## Action item
Beginning with the line that holds "Drop a marker on the dashed", set down each line of the data below through the very last, exactly as given, and nothing beyond that.

(Natural-language object grounding data)
◇ ◇ ◇

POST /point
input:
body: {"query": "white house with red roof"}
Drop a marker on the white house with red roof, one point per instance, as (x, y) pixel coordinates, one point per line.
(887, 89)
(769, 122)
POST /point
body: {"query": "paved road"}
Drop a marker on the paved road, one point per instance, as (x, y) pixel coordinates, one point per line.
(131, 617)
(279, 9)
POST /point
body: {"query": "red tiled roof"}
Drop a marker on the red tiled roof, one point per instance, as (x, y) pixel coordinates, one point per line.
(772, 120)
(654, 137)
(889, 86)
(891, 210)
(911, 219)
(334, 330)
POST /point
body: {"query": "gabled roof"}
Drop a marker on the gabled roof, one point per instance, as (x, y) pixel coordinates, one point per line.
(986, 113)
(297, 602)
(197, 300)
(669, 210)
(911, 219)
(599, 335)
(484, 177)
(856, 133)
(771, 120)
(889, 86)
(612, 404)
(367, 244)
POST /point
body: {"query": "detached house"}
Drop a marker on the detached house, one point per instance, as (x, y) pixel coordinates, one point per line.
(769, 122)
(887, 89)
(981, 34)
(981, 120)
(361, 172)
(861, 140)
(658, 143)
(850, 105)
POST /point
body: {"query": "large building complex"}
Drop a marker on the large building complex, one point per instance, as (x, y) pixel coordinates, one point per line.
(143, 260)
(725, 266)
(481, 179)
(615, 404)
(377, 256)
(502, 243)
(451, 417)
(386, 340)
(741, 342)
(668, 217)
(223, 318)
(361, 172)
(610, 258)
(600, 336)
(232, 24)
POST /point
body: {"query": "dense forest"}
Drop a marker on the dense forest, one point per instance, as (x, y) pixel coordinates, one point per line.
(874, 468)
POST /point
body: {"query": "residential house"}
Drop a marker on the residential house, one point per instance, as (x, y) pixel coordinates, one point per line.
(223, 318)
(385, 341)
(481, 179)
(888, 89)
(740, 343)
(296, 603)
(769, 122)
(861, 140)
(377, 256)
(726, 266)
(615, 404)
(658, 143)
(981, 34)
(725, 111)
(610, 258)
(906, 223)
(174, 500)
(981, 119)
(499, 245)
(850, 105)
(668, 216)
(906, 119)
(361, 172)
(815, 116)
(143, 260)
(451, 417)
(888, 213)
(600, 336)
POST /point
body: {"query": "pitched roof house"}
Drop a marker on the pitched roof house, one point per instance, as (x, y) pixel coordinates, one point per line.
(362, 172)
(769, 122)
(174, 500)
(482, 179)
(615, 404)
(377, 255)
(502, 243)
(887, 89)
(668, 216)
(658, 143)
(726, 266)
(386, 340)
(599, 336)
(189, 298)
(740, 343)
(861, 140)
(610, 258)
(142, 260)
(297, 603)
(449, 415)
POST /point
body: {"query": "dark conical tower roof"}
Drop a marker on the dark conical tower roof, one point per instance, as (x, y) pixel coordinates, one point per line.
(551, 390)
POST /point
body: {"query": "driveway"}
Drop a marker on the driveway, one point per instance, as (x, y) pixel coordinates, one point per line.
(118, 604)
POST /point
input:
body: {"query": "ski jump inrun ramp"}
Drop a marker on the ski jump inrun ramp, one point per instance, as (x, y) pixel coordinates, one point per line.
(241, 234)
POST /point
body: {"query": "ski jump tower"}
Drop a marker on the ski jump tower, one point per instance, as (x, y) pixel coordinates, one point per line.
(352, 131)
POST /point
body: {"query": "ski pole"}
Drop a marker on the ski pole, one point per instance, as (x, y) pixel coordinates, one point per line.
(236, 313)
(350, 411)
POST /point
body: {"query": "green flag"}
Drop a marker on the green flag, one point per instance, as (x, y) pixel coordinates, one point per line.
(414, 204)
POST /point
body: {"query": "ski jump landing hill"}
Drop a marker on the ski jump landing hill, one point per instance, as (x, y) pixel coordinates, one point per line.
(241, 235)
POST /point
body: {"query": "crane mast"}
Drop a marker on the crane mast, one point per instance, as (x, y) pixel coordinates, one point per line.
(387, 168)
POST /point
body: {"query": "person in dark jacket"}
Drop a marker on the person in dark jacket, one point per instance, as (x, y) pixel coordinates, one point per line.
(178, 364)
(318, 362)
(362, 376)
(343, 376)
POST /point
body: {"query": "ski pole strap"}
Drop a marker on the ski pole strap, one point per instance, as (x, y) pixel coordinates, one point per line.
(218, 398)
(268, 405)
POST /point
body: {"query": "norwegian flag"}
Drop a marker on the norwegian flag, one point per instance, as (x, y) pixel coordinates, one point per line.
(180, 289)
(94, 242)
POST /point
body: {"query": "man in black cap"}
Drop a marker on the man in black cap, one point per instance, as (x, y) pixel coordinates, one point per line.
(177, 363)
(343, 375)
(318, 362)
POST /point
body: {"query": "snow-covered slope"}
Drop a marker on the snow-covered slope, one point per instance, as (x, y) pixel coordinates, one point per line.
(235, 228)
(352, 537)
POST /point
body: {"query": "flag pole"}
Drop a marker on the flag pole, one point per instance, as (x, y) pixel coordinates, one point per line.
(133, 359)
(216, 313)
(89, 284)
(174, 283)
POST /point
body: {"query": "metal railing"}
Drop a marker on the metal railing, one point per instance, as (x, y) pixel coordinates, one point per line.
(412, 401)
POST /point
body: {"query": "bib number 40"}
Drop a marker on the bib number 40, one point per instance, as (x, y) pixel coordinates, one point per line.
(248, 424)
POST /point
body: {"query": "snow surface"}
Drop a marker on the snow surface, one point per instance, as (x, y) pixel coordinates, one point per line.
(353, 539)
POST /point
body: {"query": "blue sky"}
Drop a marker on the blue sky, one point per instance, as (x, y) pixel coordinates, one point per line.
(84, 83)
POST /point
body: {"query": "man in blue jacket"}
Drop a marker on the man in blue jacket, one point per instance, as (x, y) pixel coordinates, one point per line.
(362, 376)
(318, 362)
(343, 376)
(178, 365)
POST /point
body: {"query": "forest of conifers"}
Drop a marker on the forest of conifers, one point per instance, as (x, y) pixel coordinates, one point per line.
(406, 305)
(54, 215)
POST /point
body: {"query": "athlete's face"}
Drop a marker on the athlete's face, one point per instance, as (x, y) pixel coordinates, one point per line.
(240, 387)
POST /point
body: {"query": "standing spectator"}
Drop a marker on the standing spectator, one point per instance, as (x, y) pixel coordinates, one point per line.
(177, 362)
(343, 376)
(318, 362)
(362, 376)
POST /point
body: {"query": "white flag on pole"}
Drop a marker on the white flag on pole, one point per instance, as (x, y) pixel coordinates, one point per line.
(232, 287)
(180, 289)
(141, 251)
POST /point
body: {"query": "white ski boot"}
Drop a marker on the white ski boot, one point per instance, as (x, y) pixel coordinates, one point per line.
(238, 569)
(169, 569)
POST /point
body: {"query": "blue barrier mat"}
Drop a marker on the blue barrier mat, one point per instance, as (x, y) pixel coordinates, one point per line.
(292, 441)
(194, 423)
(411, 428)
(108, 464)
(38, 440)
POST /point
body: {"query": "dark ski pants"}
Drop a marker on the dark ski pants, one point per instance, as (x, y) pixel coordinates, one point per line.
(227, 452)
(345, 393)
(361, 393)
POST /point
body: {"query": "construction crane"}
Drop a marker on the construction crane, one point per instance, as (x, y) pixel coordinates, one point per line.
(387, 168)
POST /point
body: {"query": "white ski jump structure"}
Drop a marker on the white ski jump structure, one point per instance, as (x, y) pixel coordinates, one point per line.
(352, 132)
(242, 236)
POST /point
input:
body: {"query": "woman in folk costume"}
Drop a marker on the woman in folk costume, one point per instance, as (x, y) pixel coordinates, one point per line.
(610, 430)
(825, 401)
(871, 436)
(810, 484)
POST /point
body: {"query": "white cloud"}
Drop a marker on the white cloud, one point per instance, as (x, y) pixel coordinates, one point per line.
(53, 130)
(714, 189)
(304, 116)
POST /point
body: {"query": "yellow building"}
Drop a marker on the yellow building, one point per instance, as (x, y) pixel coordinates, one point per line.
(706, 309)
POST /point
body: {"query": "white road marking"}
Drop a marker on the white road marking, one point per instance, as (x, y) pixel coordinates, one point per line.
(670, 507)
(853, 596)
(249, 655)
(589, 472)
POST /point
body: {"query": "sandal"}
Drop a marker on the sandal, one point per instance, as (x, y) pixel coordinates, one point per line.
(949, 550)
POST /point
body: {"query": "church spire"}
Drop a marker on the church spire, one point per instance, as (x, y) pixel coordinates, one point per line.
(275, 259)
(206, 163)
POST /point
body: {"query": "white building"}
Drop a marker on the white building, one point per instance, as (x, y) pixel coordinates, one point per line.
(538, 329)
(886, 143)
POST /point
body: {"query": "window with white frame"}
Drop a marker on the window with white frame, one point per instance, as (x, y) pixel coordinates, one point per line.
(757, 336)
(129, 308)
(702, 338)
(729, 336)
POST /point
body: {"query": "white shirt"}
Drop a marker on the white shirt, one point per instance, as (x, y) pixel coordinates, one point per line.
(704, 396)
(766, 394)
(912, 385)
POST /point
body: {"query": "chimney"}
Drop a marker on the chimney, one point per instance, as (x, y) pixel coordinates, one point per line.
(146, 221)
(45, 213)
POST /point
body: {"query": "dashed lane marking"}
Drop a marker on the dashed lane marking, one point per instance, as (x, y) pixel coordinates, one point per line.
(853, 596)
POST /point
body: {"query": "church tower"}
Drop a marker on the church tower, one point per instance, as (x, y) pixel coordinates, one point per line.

◇ ◇ ◇

## Solution to this task
Drop a marker on the dashed lane marking, one point per instance, as (x, y) pixel coordinates, one point per line.
(853, 596)
POST /point
body: {"query": "church tower"}
Drop a marker on the church tower, one point per instance, as (x, y) pixel coordinates, one point per line.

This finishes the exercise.